Aim =>
Repeat the entries below exactly as they appear, with no pictures.

Input rows =>

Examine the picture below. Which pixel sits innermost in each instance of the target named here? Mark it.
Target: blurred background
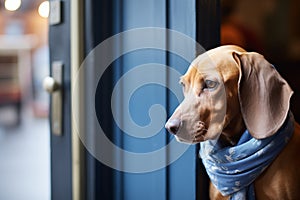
(24, 129)
(270, 27)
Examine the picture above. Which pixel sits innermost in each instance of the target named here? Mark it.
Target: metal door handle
(53, 85)
(50, 85)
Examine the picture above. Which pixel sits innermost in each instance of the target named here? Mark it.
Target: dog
(230, 93)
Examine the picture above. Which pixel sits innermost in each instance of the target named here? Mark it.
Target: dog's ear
(263, 94)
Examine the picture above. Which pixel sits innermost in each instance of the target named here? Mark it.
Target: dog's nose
(173, 125)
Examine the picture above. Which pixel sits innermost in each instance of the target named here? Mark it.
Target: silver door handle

Right answer =>
Examine the picture below. Which pixel sits innermost in each instance of the target named here? Mark it.
Target: blurred background
(24, 129)
(270, 27)
Examine the picture above. Which pixel sits innermost in each instance of the target named here? Mark it.
Target: metal door handle
(53, 85)
(50, 85)
Examine the picture above. Which pixel sits innermost in each instance of the target named here? Mark it.
Target: dog
(230, 93)
Examine the picture above. Which pixel sits innermost in each instance of the target named here? Mark it.
Target: dog's ear
(263, 94)
Examine the picture above. Which pixel sits innermost in each instance of the target named here? Mark it.
Target: dog's nose
(173, 125)
Examine the picture above. Which pixel sits innermost in each instance of the target named here? Mark it.
Target: silver door handle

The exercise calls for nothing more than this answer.